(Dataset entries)
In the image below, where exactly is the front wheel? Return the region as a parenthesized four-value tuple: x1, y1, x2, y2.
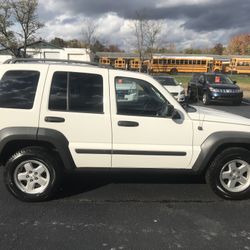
(202, 92, 210, 105)
(233, 100, 242, 106)
(206, 147, 250, 200)
(4, 147, 62, 202)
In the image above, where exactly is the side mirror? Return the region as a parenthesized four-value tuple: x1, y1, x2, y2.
(166, 104, 175, 117)
(172, 110, 181, 120)
(198, 79, 205, 84)
(233, 80, 237, 84)
(160, 103, 175, 117)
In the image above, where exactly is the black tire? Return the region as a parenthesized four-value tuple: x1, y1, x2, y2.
(170, 68, 178, 75)
(4, 147, 62, 202)
(232, 100, 241, 106)
(202, 92, 210, 105)
(206, 147, 250, 200)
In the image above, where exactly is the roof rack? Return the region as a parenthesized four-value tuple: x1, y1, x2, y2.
(3, 58, 113, 68)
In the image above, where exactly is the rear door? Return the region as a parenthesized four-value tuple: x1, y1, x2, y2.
(39, 65, 112, 168)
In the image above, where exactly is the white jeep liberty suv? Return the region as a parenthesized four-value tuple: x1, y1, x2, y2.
(1, 58, 250, 201)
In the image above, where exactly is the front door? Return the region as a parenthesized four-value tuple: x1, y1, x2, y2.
(109, 71, 193, 169)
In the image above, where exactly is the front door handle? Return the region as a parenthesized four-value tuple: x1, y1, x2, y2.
(45, 116, 65, 123)
(118, 121, 139, 127)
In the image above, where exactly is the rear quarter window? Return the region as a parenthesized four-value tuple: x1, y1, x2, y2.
(0, 70, 40, 109)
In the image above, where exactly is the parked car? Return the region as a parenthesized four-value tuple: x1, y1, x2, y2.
(187, 73, 243, 105)
(115, 79, 138, 102)
(153, 76, 185, 102)
(1, 58, 250, 201)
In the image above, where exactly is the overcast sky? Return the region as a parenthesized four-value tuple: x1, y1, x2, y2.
(37, 0, 250, 51)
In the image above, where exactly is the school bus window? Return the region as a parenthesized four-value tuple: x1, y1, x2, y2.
(176, 60, 180, 65)
(188, 60, 192, 64)
(202, 60, 206, 65)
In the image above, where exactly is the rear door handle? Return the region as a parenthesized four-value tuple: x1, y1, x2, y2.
(45, 116, 65, 123)
(118, 121, 139, 127)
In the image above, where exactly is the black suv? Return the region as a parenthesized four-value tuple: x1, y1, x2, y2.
(187, 73, 243, 105)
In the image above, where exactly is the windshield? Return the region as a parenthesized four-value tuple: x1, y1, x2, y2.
(206, 75, 234, 85)
(155, 77, 179, 86)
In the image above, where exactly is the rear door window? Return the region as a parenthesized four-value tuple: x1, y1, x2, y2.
(49, 72, 103, 113)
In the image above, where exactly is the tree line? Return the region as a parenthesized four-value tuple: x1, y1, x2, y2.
(0, 0, 249, 58)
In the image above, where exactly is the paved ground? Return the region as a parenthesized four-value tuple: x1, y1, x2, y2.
(1, 102, 250, 250)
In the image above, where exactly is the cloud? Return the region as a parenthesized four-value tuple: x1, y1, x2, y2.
(37, 0, 250, 51)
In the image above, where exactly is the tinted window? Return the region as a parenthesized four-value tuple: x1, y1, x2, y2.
(191, 74, 200, 81)
(115, 77, 167, 117)
(0, 70, 40, 109)
(49, 72, 67, 111)
(49, 72, 103, 113)
(206, 74, 234, 85)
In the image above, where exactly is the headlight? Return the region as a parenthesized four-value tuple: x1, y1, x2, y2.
(209, 87, 220, 92)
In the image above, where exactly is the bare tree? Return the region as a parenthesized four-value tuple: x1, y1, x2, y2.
(82, 18, 98, 52)
(0, 0, 43, 57)
(131, 11, 163, 67)
(0, 0, 18, 55)
(132, 11, 147, 63)
(145, 20, 162, 59)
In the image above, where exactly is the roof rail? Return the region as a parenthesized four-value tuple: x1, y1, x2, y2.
(3, 58, 112, 68)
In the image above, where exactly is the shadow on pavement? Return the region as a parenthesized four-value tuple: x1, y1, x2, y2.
(57, 169, 204, 199)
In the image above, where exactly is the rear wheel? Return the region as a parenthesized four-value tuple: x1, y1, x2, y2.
(170, 68, 178, 75)
(206, 148, 250, 200)
(4, 147, 62, 202)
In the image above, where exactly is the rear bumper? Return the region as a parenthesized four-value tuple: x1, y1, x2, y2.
(172, 93, 185, 102)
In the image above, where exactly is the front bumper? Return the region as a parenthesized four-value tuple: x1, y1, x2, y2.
(209, 92, 243, 102)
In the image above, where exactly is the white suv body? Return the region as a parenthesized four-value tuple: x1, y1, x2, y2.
(1, 60, 250, 201)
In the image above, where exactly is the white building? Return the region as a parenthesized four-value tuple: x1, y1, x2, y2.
(22, 41, 93, 62)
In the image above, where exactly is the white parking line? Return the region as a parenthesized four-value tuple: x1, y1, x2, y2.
(242, 101, 250, 105)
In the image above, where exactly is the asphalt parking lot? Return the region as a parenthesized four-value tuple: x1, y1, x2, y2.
(1, 102, 250, 250)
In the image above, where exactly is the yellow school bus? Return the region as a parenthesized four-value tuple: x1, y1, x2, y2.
(129, 58, 141, 71)
(148, 57, 213, 74)
(114, 58, 126, 70)
(212, 60, 223, 72)
(227, 58, 250, 74)
(99, 57, 110, 65)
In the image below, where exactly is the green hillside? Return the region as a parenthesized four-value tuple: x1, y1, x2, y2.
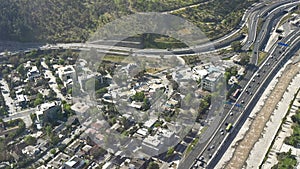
(0, 0, 257, 43)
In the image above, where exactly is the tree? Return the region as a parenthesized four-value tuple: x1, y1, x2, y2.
(95, 88, 108, 98)
(45, 125, 52, 138)
(16, 64, 25, 76)
(231, 41, 242, 52)
(147, 162, 159, 169)
(131, 92, 145, 102)
(90, 147, 107, 159)
(24, 136, 37, 145)
(166, 147, 175, 157)
(142, 98, 150, 110)
(50, 148, 56, 154)
(240, 53, 250, 65)
(34, 98, 43, 107)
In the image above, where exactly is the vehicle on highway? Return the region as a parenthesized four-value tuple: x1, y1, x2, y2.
(226, 123, 233, 132)
(232, 89, 241, 99)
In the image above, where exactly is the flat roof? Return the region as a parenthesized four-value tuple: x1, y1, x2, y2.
(144, 118, 157, 128)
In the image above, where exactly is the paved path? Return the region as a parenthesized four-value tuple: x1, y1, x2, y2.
(42, 61, 66, 101)
(3, 108, 36, 127)
(0, 78, 15, 113)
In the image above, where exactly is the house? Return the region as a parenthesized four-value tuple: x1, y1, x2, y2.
(143, 118, 157, 129)
(27, 66, 40, 80)
(65, 139, 82, 155)
(16, 94, 28, 108)
(141, 128, 176, 155)
(35, 101, 62, 128)
(77, 67, 103, 92)
(71, 102, 89, 115)
(48, 152, 70, 169)
(22, 145, 40, 157)
(57, 65, 76, 88)
(136, 128, 148, 137)
(61, 155, 85, 169)
(201, 71, 222, 92)
(120, 158, 149, 169)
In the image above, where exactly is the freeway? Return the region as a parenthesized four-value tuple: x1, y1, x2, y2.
(242, 0, 299, 51)
(39, 1, 296, 59)
(183, 29, 300, 169)
(251, 1, 300, 64)
(0, 1, 298, 168)
(0, 1, 292, 58)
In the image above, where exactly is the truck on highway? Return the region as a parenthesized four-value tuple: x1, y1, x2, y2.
(226, 123, 233, 132)
(232, 89, 241, 99)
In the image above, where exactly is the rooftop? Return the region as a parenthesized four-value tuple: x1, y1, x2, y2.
(71, 102, 89, 114)
(205, 72, 222, 82)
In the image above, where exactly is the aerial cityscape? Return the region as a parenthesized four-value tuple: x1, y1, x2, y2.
(0, 0, 300, 169)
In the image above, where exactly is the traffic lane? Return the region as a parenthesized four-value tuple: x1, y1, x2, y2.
(180, 107, 233, 169)
(202, 43, 290, 168)
(244, 0, 291, 50)
(205, 30, 300, 168)
(199, 115, 238, 168)
(207, 41, 300, 169)
(252, 3, 296, 63)
(186, 30, 299, 169)
(192, 61, 276, 168)
(206, 31, 299, 168)
(206, 46, 282, 159)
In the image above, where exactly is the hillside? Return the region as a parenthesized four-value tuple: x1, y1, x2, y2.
(0, 0, 257, 43)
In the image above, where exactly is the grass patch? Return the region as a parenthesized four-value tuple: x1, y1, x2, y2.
(143, 34, 187, 49)
(278, 13, 292, 27)
(102, 55, 130, 63)
(219, 48, 232, 55)
(185, 137, 200, 155)
(258, 51, 268, 65)
(172, 0, 257, 40)
(146, 68, 165, 74)
(240, 24, 248, 35)
(257, 18, 264, 36)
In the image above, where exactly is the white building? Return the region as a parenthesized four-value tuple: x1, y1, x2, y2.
(57, 65, 76, 88)
(77, 67, 103, 92)
(35, 101, 62, 129)
(142, 128, 176, 155)
(201, 71, 222, 92)
(27, 66, 40, 80)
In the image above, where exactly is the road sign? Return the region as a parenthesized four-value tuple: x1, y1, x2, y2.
(278, 42, 289, 47)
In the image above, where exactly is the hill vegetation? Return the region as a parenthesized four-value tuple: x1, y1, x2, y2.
(0, 0, 257, 43)
(173, 0, 258, 39)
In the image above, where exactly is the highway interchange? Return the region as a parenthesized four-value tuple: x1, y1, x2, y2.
(37, 1, 299, 167)
(1, 0, 300, 169)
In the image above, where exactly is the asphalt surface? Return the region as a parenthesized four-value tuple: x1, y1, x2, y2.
(177, 1, 300, 168)
(0, 1, 299, 168)
(243, 0, 299, 52)
(251, 1, 300, 64)
(187, 30, 300, 169)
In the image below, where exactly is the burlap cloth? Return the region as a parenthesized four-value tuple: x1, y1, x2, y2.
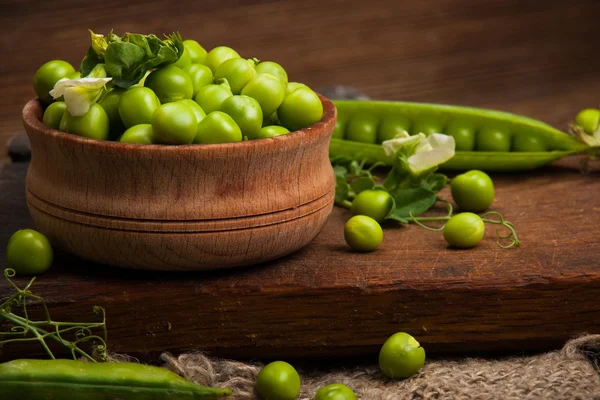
(152, 335, 600, 399)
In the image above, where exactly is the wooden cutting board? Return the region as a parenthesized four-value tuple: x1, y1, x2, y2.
(1, 160, 599, 362)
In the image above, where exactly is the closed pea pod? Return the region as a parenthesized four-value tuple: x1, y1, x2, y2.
(328, 100, 588, 172)
(0, 359, 231, 399)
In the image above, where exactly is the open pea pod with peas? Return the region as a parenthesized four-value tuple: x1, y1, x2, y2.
(330, 100, 591, 171)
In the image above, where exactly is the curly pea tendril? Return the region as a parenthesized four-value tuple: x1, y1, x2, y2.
(0, 268, 108, 362)
(409, 201, 521, 249)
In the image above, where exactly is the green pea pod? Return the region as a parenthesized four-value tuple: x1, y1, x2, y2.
(330, 100, 589, 171)
(0, 359, 232, 399)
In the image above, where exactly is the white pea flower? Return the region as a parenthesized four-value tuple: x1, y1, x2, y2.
(383, 131, 456, 174)
(49, 77, 112, 116)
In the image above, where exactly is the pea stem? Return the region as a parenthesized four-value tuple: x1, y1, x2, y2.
(0, 269, 108, 362)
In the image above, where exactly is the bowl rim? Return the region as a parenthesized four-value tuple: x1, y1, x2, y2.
(22, 93, 336, 153)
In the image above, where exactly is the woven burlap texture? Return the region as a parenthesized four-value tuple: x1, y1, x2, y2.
(159, 334, 600, 400)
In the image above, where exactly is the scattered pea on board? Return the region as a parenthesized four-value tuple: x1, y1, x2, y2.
(329, 100, 590, 171)
(0, 359, 232, 400)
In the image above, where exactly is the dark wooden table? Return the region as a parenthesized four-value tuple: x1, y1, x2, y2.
(1, 156, 599, 362)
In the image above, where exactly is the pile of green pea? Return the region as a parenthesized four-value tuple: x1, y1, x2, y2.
(35, 40, 324, 145)
(344, 170, 496, 252)
(334, 112, 552, 152)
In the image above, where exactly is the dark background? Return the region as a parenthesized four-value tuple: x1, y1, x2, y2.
(1, 0, 599, 161)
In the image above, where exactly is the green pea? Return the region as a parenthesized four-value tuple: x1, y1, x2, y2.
(152, 103, 197, 145)
(220, 95, 263, 139)
(183, 39, 208, 64)
(195, 111, 242, 144)
(183, 64, 214, 97)
(451, 170, 494, 212)
(442, 212, 485, 248)
(574, 108, 600, 134)
(512, 134, 547, 152)
(119, 124, 154, 145)
(195, 84, 233, 114)
(42, 102, 67, 130)
(344, 215, 383, 252)
(411, 118, 443, 136)
(476, 126, 511, 152)
(256, 125, 290, 139)
(378, 115, 411, 143)
(346, 113, 378, 144)
(379, 332, 425, 379)
(446, 119, 476, 151)
(255, 361, 301, 400)
(351, 190, 394, 222)
(314, 383, 357, 400)
(60, 104, 110, 141)
(6, 229, 53, 275)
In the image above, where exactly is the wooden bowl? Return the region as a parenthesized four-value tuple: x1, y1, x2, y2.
(22, 96, 336, 271)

THE TASK. With the line containing "In the image above, where exactly is the pile" as the first, output each line through the final line of the entries above, exactly.

EXERCISE RESULT.
In the image above, where exactly is the pile of green pea? Return the region as a parenthesized four-value tuple: x1, y1, x2, y2.
(35, 40, 324, 145)
(344, 170, 496, 252)
(334, 112, 552, 152)
In the image above, where exactly is the dark background? Return the region as a parenthesized four-value tuple: x1, y1, x2, y2.
(1, 0, 599, 161)
In the image above, where exactly is the green pea? Return the region as a parenthesized four-value tuple: x1, y1, x2, y2.
(152, 103, 197, 145)
(220, 95, 263, 139)
(183, 39, 208, 64)
(195, 111, 242, 144)
(183, 64, 214, 97)
(451, 170, 494, 212)
(442, 212, 485, 248)
(574, 108, 600, 134)
(512, 134, 547, 152)
(119, 124, 154, 145)
(195, 84, 233, 114)
(42, 102, 67, 130)
(344, 215, 383, 252)
(411, 118, 443, 136)
(476, 126, 511, 152)
(256, 125, 290, 139)
(378, 115, 411, 143)
(346, 113, 378, 144)
(379, 332, 425, 379)
(446, 119, 476, 151)
(255, 361, 301, 400)
(351, 190, 394, 222)
(314, 383, 357, 400)
(60, 104, 110, 141)
(6, 229, 53, 275)
In the image above, where exactly is the wooden bowl? Return the region as a parenthesized four-value tuple: x1, y1, x2, y2.
(22, 96, 336, 271)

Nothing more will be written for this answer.